Try it:
Within this material, find every line where the string "below" appears, and copy it out.

Task data:
--------------------------------------------------

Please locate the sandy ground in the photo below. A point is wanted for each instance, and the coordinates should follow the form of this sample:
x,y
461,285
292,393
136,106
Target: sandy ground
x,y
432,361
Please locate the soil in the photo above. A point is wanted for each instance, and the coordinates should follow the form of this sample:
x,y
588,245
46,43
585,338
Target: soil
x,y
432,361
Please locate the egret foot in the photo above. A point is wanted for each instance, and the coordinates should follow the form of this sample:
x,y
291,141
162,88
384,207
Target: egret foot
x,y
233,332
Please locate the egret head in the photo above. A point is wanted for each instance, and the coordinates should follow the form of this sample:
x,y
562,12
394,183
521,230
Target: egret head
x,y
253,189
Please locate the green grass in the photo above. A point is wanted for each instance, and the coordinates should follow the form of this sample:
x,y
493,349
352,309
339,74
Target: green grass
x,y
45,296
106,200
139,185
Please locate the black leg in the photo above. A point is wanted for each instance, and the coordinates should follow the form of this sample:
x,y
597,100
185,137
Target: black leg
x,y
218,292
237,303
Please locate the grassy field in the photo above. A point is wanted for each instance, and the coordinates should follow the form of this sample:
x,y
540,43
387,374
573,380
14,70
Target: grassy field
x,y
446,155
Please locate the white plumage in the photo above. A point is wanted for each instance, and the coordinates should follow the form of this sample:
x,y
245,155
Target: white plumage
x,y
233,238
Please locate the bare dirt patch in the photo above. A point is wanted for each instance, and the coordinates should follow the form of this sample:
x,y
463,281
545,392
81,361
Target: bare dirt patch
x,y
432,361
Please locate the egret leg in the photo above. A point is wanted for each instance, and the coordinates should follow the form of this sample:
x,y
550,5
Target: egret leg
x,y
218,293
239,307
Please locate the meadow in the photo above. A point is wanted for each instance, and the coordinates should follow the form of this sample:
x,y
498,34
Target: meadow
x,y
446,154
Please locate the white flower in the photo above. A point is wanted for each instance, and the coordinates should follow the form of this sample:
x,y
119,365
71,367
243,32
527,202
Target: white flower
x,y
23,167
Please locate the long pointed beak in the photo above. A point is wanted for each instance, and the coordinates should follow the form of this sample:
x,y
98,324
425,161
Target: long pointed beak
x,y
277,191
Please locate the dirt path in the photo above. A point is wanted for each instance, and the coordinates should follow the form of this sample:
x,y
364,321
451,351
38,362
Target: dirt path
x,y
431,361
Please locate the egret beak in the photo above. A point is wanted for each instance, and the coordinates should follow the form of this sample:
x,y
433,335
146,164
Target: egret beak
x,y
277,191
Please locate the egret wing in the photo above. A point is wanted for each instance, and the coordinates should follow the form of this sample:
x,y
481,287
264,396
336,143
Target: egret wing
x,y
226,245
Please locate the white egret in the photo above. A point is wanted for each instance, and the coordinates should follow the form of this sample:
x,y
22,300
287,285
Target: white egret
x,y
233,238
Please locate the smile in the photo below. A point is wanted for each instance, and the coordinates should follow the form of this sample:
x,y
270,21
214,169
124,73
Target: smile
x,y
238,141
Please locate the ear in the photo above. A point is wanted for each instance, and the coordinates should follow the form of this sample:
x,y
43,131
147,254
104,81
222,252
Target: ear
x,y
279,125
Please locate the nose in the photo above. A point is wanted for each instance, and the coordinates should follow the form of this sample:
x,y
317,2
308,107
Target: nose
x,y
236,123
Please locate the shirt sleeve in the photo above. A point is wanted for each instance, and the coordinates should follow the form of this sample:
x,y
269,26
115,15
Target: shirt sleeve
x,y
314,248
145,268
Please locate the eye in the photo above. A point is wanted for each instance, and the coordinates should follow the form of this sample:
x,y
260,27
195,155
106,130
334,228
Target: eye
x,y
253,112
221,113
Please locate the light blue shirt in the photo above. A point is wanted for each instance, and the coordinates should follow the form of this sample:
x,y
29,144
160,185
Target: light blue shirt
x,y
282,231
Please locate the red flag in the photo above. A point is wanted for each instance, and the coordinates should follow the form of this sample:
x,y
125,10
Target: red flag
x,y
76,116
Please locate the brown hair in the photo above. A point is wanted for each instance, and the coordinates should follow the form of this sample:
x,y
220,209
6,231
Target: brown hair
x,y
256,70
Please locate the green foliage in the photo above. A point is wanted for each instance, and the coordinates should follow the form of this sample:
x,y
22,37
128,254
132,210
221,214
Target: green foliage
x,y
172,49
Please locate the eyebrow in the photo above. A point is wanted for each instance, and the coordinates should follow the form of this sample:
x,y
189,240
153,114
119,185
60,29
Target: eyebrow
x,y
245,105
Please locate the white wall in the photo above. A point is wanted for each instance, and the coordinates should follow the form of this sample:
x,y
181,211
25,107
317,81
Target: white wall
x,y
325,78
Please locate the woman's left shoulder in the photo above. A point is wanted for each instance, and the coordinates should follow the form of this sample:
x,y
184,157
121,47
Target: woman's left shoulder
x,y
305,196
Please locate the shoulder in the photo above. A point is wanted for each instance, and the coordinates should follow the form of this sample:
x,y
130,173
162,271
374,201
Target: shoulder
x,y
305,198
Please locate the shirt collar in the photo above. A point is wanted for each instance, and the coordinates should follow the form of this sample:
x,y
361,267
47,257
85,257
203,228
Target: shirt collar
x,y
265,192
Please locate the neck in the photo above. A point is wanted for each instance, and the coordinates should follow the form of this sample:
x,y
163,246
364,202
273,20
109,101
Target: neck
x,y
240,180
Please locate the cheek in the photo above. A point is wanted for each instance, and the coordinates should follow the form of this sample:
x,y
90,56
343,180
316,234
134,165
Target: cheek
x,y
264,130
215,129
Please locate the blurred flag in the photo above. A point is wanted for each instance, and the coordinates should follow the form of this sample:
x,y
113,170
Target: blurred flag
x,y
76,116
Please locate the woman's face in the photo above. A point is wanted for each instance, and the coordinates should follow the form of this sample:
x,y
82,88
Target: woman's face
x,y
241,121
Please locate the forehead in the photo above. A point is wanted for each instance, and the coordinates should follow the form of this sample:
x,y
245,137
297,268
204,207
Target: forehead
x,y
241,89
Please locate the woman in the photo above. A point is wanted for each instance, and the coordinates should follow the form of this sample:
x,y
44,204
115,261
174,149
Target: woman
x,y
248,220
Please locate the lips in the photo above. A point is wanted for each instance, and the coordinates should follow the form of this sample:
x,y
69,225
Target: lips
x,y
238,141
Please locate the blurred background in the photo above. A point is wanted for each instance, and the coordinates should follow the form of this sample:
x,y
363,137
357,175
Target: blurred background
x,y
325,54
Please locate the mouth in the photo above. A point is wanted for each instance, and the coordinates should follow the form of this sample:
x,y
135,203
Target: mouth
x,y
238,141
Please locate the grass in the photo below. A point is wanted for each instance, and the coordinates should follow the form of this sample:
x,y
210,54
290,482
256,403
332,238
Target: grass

--------------------------------------------------

Exercise response:
Please locate the sandy ground in the photo below. A point is wanted for each instance, and the coordinates should follow the form of this sample:
Please locate the smile in the photo below. A point is wanted for each instance, and the coordinates should follow the form of this sample:
Please locate the grass in the photo below. A point is wanted for each instance, and the coordinates should follow the form of this sample:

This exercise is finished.